───── EXTRACTED INFORMATION

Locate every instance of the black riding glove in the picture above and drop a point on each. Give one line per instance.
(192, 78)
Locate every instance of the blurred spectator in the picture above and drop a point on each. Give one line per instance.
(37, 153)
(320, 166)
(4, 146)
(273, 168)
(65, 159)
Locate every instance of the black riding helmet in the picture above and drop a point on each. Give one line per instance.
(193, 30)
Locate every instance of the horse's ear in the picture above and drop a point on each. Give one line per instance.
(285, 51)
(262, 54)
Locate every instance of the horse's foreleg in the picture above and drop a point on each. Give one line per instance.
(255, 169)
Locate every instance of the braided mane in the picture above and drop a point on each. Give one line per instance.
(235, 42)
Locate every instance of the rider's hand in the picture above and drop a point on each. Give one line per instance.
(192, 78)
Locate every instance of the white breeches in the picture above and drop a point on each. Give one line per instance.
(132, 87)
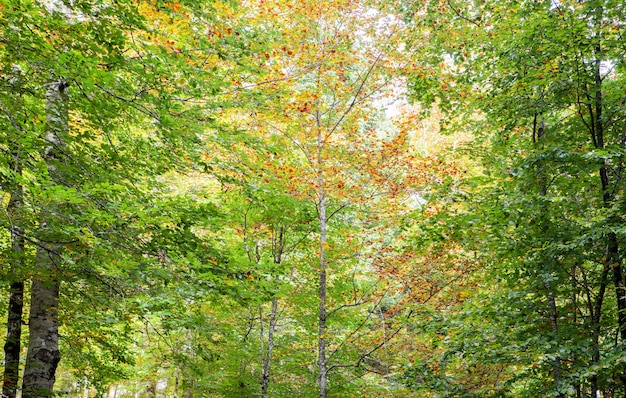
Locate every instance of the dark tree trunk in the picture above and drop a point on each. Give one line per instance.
(43, 353)
(12, 346)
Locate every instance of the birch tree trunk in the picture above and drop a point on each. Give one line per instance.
(43, 346)
(12, 346)
(322, 326)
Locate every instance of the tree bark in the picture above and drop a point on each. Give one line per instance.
(267, 358)
(12, 347)
(43, 353)
(322, 326)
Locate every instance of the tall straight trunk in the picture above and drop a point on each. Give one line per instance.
(43, 353)
(12, 347)
(322, 219)
(267, 358)
(612, 256)
(539, 132)
(278, 246)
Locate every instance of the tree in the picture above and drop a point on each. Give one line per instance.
(84, 185)
(538, 83)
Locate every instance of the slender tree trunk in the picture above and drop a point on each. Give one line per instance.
(278, 246)
(539, 130)
(12, 347)
(43, 353)
(322, 326)
(267, 358)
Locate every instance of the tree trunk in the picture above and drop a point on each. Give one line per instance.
(43, 346)
(322, 326)
(267, 358)
(12, 347)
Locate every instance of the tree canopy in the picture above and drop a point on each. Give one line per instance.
(269, 198)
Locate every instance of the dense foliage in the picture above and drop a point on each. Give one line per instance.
(346, 198)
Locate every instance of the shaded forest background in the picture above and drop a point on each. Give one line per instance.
(339, 198)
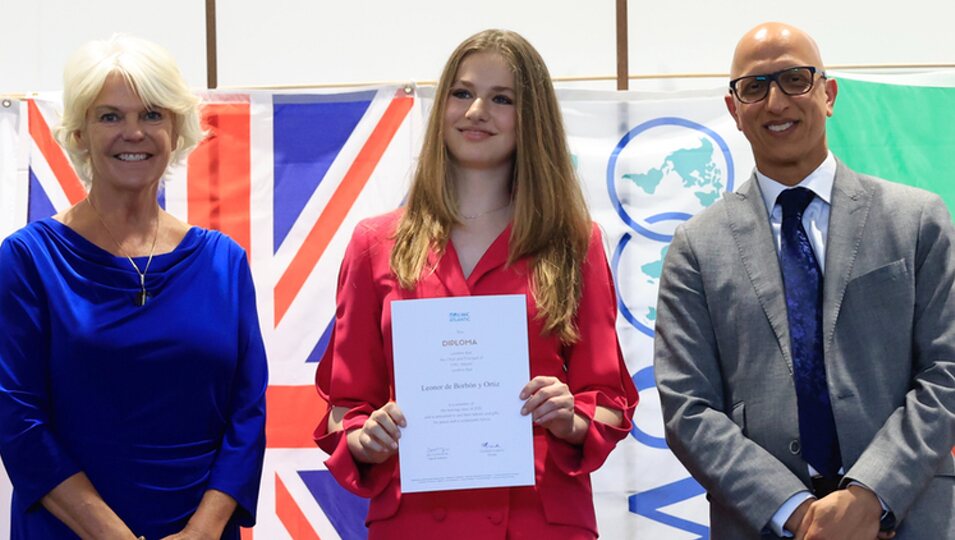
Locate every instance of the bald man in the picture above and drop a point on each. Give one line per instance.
(805, 334)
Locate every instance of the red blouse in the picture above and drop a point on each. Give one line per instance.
(357, 373)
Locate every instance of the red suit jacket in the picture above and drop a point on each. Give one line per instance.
(357, 373)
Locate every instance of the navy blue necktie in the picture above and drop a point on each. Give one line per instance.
(803, 282)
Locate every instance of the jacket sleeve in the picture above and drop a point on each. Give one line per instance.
(353, 372)
(237, 470)
(32, 455)
(596, 372)
(906, 452)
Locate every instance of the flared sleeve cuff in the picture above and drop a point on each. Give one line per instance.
(38, 472)
(362, 479)
(600, 440)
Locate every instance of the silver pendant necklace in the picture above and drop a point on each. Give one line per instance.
(486, 212)
(142, 295)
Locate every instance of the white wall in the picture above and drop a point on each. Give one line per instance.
(284, 42)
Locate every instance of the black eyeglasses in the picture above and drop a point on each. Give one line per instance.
(794, 81)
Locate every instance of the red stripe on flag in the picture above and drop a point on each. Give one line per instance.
(338, 206)
(54, 155)
(293, 412)
(291, 515)
(219, 173)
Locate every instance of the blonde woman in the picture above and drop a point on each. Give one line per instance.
(132, 370)
(494, 208)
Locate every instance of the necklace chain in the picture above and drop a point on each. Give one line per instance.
(143, 294)
(486, 212)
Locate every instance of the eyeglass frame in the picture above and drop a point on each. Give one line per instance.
(774, 78)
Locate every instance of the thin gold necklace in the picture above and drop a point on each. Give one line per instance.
(486, 212)
(143, 294)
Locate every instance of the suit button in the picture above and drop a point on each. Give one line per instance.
(794, 447)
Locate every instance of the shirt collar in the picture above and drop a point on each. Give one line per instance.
(819, 182)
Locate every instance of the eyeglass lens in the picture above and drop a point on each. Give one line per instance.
(792, 82)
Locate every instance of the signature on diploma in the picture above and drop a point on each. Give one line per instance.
(437, 453)
(491, 448)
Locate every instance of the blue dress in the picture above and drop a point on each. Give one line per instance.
(156, 404)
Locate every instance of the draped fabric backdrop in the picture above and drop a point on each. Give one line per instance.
(288, 175)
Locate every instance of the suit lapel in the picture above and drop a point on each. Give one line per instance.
(445, 279)
(749, 223)
(847, 220)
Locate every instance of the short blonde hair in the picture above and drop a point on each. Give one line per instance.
(149, 70)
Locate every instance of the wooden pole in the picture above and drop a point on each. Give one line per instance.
(212, 63)
(623, 61)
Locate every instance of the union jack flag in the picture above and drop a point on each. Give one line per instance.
(287, 176)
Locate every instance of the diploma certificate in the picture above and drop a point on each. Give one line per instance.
(460, 364)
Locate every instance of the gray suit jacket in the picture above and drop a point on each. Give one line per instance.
(724, 371)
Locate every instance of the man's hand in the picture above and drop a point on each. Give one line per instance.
(846, 514)
(794, 522)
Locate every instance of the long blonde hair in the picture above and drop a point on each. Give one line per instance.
(551, 222)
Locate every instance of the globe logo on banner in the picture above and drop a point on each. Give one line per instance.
(661, 173)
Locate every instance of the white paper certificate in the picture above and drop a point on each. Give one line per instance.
(460, 364)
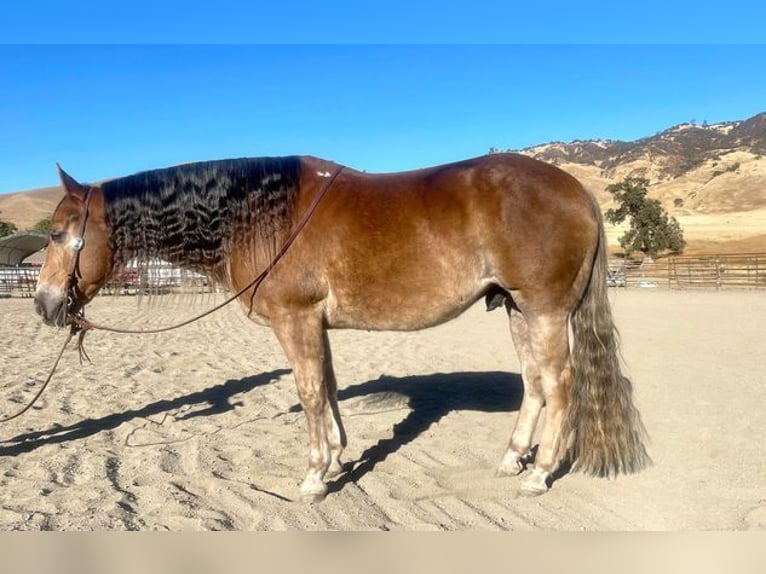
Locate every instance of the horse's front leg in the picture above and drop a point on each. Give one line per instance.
(303, 339)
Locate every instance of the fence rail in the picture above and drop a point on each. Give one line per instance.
(735, 271)
(731, 271)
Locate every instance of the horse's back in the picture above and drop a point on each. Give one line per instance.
(413, 249)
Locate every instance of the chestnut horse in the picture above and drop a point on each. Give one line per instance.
(401, 251)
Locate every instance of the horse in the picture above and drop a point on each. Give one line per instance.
(396, 251)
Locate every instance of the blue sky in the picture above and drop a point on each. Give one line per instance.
(105, 110)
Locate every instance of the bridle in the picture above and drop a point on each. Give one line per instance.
(80, 325)
(77, 243)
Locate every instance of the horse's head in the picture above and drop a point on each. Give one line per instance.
(78, 260)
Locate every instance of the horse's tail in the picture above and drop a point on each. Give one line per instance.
(604, 428)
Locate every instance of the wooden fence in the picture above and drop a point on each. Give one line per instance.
(731, 271)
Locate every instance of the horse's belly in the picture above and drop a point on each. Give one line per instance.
(401, 309)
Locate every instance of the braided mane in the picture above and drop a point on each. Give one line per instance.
(192, 214)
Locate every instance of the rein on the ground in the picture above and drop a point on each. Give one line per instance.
(80, 325)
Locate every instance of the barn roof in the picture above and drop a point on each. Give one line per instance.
(17, 247)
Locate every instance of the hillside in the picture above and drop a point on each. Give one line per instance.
(712, 178)
(26, 208)
(718, 168)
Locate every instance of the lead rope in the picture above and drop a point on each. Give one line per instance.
(81, 325)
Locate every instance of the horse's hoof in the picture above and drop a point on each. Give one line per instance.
(531, 490)
(335, 469)
(511, 465)
(313, 491)
(312, 497)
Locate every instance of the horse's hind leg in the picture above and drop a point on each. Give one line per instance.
(549, 344)
(304, 341)
(532, 401)
(336, 434)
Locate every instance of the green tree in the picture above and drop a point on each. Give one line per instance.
(43, 226)
(651, 230)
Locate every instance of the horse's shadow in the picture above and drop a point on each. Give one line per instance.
(428, 397)
(216, 400)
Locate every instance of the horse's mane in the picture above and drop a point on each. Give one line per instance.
(192, 214)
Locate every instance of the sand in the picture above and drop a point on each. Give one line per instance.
(200, 429)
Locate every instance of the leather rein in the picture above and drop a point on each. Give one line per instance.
(80, 325)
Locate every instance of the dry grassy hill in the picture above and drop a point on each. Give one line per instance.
(712, 178)
(26, 208)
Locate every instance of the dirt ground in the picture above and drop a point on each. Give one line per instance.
(200, 429)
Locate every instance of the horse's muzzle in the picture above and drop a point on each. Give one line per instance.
(52, 308)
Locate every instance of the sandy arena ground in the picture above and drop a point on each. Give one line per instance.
(200, 428)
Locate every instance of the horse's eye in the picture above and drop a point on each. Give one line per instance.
(58, 236)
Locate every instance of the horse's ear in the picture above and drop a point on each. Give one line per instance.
(70, 185)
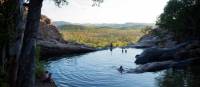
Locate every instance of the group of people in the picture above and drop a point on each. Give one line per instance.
(124, 50)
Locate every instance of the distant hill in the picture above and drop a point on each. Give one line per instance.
(60, 23)
(125, 25)
(68, 25)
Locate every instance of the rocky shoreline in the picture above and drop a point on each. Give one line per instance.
(51, 42)
(165, 53)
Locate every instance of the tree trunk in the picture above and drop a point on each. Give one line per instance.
(16, 44)
(26, 72)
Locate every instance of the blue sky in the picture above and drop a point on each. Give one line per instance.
(111, 11)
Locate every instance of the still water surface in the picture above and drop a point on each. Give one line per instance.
(99, 69)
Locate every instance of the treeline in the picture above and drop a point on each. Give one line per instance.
(101, 37)
(181, 17)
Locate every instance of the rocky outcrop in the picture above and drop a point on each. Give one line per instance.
(163, 52)
(157, 66)
(180, 56)
(51, 42)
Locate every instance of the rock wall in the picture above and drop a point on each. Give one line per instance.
(52, 44)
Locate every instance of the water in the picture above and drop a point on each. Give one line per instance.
(99, 69)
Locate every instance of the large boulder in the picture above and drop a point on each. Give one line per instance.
(51, 42)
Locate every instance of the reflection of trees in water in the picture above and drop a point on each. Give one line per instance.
(180, 78)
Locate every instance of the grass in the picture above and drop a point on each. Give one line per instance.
(101, 37)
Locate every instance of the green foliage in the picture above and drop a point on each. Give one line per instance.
(100, 37)
(181, 17)
(39, 65)
(3, 78)
(146, 30)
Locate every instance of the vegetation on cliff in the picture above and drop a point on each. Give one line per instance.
(101, 37)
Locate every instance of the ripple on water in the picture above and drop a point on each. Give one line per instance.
(99, 69)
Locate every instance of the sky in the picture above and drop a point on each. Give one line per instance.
(110, 11)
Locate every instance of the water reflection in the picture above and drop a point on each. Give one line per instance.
(189, 77)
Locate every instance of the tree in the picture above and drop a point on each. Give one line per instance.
(182, 18)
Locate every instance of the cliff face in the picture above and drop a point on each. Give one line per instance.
(52, 43)
(49, 32)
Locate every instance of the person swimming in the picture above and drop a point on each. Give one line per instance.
(120, 69)
(46, 77)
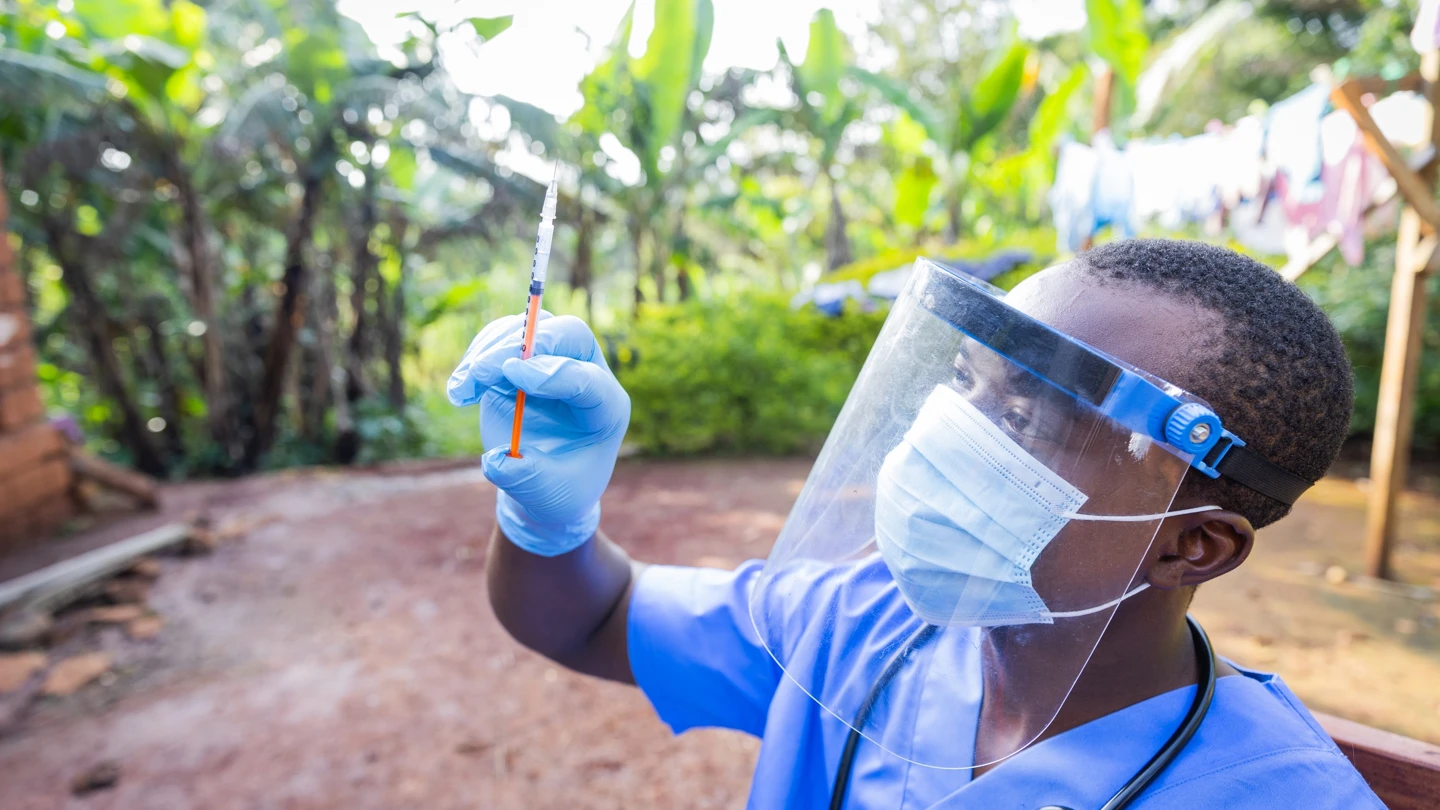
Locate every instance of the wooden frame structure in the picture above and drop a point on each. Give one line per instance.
(1416, 261)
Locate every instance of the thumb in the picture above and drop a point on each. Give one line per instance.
(506, 472)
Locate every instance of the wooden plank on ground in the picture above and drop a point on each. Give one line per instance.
(1403, 771)
(115, 477)
(49, 587)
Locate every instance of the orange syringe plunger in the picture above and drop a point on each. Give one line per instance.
(537, 270)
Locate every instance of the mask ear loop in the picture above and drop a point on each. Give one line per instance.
(1123, 519)
(1136, 518)
(1098, 608)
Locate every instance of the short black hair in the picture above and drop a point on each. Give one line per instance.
(1276, 372)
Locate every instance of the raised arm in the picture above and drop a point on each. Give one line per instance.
(556, 584)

──────────

### EXERCISE BRIEF
Starting at the line that contains "Locate every instance of the mask" and ending at the last line of the records, write those lines out again with "raised" swapped for "lifted" and nothing else changed.

### EXERCISE ANSWER
Locate every instance of the mask ear loop in the picture above and drop a point on each. Give one line per instance.
(1123, 519)
(1136, 518)
(1098, 608)
Locate every instance of the short black hair in the picture above and drop a point on each. Give one line per instance.
(1276, 372)
Locate every instance of the lifted arm in the picture above and drop a point on each. Give one line per instance.
(556, 584)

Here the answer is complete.